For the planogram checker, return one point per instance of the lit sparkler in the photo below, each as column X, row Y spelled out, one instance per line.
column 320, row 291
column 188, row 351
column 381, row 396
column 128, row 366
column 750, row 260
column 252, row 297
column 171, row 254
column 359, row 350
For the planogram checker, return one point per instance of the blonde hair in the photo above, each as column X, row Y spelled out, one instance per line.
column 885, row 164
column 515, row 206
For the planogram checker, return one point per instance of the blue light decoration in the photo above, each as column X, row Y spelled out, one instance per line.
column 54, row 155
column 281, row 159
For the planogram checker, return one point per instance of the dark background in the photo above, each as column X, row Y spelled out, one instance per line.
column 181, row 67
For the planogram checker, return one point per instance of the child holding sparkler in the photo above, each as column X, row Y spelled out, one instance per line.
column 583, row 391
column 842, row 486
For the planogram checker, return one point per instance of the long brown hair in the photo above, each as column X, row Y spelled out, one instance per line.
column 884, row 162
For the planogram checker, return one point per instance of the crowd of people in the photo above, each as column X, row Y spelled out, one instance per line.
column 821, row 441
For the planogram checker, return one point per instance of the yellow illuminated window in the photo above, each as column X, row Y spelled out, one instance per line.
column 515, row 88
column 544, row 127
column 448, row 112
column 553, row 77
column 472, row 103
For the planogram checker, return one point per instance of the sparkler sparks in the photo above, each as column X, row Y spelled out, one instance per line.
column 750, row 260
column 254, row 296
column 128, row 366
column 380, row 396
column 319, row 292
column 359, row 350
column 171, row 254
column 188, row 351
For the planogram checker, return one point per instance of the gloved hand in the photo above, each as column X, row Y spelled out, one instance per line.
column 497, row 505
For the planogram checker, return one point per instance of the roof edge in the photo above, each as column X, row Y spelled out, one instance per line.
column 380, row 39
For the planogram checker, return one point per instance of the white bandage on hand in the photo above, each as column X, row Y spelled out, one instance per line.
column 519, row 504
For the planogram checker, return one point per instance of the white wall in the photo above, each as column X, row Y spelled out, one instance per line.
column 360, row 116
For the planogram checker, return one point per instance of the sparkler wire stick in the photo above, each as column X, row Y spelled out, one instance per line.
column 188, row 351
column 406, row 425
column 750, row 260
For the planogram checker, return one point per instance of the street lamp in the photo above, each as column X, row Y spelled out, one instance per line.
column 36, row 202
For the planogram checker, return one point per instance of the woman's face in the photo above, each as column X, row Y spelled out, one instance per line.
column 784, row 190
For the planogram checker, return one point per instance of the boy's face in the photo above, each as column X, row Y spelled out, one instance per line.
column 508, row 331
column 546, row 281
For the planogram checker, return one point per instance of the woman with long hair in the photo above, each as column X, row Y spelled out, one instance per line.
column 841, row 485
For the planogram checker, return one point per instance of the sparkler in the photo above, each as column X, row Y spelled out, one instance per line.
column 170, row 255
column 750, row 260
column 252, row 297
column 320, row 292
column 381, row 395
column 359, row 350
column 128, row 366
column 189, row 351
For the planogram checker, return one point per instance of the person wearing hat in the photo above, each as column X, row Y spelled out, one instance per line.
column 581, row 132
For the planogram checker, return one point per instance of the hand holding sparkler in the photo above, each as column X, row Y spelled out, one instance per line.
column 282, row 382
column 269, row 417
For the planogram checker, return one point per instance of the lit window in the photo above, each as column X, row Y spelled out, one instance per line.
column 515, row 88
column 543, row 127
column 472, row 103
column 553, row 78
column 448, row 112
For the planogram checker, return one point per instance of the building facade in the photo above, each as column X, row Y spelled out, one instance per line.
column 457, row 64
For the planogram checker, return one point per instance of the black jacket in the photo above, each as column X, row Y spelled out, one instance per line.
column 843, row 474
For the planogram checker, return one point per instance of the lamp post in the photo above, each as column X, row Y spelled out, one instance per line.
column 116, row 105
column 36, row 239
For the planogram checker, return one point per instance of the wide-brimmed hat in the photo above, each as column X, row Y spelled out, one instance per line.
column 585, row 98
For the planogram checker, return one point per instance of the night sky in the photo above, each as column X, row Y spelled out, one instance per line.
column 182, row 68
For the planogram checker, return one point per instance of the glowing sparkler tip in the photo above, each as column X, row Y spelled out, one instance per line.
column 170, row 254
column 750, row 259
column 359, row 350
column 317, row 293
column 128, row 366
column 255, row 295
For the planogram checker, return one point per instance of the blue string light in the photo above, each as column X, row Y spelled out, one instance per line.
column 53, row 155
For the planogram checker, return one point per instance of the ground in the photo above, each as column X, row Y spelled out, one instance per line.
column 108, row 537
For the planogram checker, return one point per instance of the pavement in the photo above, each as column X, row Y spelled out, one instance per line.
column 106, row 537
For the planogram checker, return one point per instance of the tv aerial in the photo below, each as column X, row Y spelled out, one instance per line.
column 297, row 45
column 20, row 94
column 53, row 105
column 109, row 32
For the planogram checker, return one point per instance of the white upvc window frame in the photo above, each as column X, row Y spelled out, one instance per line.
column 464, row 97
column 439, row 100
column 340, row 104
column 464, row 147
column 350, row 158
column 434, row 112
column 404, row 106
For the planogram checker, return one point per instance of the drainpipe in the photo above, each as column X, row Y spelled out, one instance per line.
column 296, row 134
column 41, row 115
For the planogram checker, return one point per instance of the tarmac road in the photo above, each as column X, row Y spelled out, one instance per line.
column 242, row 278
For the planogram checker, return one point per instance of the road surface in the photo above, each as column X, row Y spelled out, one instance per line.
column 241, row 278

━━━━━━━━

§ **Task directions**
Please repeat every entry, exactly as it was written.

§ **Reply**
For the planogram checker, return one point per instance of the lit sparkler in the photo below, each as column X, row Y spelled out, one instance per line.
column 320, row 291
column 188, row 351
column 381, row 396
column 128, row 366
column 750, row 260
column 252, row 297
column 171, row 254
column 359, row 350
For the planogram checker, return one point per instance of the blonde hair in the photo above, each as column X, row Y spelled out, one instance per line.
column 885, row 164
column 515, row 206
For the planogram checker, return one point per instance of the blue light decoration in the photo above, each as column X, row Y spelled out, one instance per line.
column 54, row 155
column 281, row 159
For the planogram checker, return one point per instance of the dark background in the photo above, each as column X, row Y spelled out, one instance per line.
column 181, row 67
For the planogram checker, return one point per instance of the child holding sparkler in the photo above, each as column X, row Y spelled out, one instance per line.
column 583, row 391
column 842, row 486
For the planogram checker, return one point per instance of the long brown hair in the photo above, each as column X, row Y spelled out, one instance per line.
column 884, row 162
For the planogram checker, return one point per instance of the crowd of people in the photo above, each as column X, row Y spelled out, one instance per line.
column 821, row 441
For the planogram checker, return one point per instance of the yellow illuminated window in the photo above, each as column X, row Y spelled out, one instance per line.
column 515, row 88
column 544, row 127
column 448, row 112
column 553, row 77
column 472, row 103
For the planogram checker, return one point per instance of the sparkler sparks in the photo above, each as column X, row Y spelled out, one instance per line.
column 750, row 260
column 254, row 296
column 128, row 366
column 380, row 396
column 319, row 292
column 359, row 350
column 171, row 254
column 188, row 351
For the planogram checker, return one point per instance of the gloved hand in the photo above, each as column X, row Y spelled out, one instance per line.
column 497, row 505
For the planogram checker, return one point per instance of the roof edge in the photo above, each as column X, row Y spelled out, one instance per line.
column 380, row 39
For the planogram checker, return one point per instance of the white bandage on hand in the photo above, each as column X, row Y spelled out, one instance per line.
column 519, row 504
For the planogram checker, return one point per instance of the white wall in the photo above, each as column X, row Y spelled out, one instance per line.
column 360, row 116
For the planogram checker, return one point per instance of the sparkler wire stick in the photo above, each as column X, row Y spelled out, one instance per line.
column 188, row 351
column 406, row 425
column 750, row 260
For the planogram checker, return one point per instance of the street lamp in the photo above, each as column X, row Y spelled out, one instance per line.
column 36, row 202
For the planogram checker, return one point per instance of the woman's face in the photo above, each as column X, row Y spelled out, one instance per line.
column 784, row 190
For the planogram checker, return one point per instance of the boy's face in the photo above, each as column X, row Y spelled out, one instance per line.
column 508, row 331
column 546, row 281
For the planogram checker, return one point per instance of the woman with long hair in the photo above, each as column X, row Y spelled out, one instance per line.
column 841, row 485
For the planogram checker, return one point per instance of the sparkler in the photo above, each as column X, row Y spelled out, one instance per line.
column 170, row 255
column 750, row 260
column 252, row 297
column 320, row 292
column 381, row 395
column 359, row 350
column 128, row 366
column 189, row 351
For the planogram checker, return one point per instance of the person wearing hat in the photo above, each as column X, row Y spelled out, one instance per line.
column 581, row 132
For the planogram checker, return one point per instance of the hand holding sparkler in the photo above, each as column X, row Y spelled out, one instance per line.
column 282, row 382
column 269, row 417
For the planogram checker, return one point per instance of the lit window in the photo above, each as column X, row Y spelled out, one instance per line.
column 515, row 88
column 543, row 127
column 472, row 103
column 553, row 78
column 448, row 112
For the planogram checker, return one point per instance of the building facade in the photo above, each as column X, row Y spelled out, one instance per line.
column 457, row 64
For the planogram checker, return one point per instance of the black jacket in the photo above, each as column X, row Y spelled out, one instance per line.
column 843, row 474
For the planogram checker, return one point per instance of the lamp post in the photo above, each as column X, row Y spelled out, one instance per line.
column 116, row 105
column 36, row 239
For the planogram checker, return one point per instance of the wide-brimmed hat in the photo above, each as column X, row Y spelled out, one instance per line.
column 585, row 98
For the planogram checker, return one point per instance of the night sky in the photo above, each as column X, row Y spelled out, one instance per line.
column 182, row 68
For the planogram checker, return one point per instance of the glowing sparkler tip in the photo above, each as column X, row Y spelled out, one instance per line.
column 170, row 254
column 750, row 259
column 359, row 350
column 317, row 293
column 128, row 366
column 255, row 295
For the planogram checker, return one point per instance of the blue string light in the photo above, each as column X, row Y spelled out, one instance per line.
column 53, row 155
For the planogram checker, return one point per instance of the ground in the photo above, each as column X, row Y spelled out, one instance per line.
column 108, row 537
For the planogram checker, return one point per instance of the pavement in the photo above, each as column X, row Y spelled out, one instance per line.
column 106, row 537
For the planogram checker, return one point per instance of the tv aerial in the photo below, each as column X, row Y spelled out, one instance per line.
column 297, row 45
column 20, row 94
column 53, row 105
column 109, row 32
For the planogram checker, return one point per instance of the white upvc window frame in the photo above, each as column X, row Y spelled out, one instance per line.
column 464, row 97
column 439, row 100
column 340, row 104
column 464, row 147
column 350, row 158
column 434, row 112
column 404, row 106
For the planogram checker, return one point per instance of the drainpipe in the photo above, each as column X, row Y spelled out, one instance per line.
column 296, row 134
column 41, row 115
For the planogram checker, return one point per instance of the tarmac road in the photo above, each as column X, row Y spelled out, one instance per line.
column 242, row 278
For the planogram checker, return one point per instance of the road surface in the photo above, each as column X, row Y spelled out, one instance per line.
column 241, row 278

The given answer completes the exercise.